[Stored items]
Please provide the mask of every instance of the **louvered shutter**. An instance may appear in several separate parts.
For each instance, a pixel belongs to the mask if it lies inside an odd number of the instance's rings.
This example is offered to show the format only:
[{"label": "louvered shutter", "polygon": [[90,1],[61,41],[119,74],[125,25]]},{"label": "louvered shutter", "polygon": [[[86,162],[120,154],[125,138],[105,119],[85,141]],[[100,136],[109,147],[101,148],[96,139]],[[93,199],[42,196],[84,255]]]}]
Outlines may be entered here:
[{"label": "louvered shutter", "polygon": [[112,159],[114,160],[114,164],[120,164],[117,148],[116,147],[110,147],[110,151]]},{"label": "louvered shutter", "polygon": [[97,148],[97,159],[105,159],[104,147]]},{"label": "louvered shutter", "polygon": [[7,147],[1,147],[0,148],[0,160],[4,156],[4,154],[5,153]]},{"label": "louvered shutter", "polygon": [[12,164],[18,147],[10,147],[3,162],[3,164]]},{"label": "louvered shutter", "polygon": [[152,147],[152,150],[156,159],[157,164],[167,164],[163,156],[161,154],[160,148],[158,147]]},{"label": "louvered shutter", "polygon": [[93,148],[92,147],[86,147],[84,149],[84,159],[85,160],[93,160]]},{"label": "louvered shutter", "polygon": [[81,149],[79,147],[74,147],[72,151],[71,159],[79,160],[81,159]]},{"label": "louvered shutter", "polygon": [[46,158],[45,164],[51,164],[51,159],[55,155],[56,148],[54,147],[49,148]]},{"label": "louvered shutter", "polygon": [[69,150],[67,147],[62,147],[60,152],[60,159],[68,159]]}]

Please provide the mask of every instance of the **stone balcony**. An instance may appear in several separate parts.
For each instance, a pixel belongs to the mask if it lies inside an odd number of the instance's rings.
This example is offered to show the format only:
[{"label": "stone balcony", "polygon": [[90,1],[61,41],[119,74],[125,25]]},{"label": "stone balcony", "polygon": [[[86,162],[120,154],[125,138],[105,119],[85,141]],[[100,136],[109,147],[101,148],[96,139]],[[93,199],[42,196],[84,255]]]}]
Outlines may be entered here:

Short exercise: Retype the part of the records that opens with the line containing "Please provide the mask of every instance of the **stone" and runs through the end of the records, both ends included.

Task solution:
Please provide the mask of every instance of the **stone balcony**. An instance may appear in several separate parts.
For each instance, a pixel belongs to the mask if it lies inside an odd number of the instance's rings.
This example is offered to show the format only:
[{"label": "stone balcony", "polygon": [[90,1],[61,41],[119,74],[125,25]]},{"label": "stone balcony", "polygon": [[[86,162],[120,154],[125,138],[105,119],[85,141]],[[100,136],[109,147],[101,148],[96,139]],[[93,199],[42,196],[84,255]]]}]
Outlines may be entered here:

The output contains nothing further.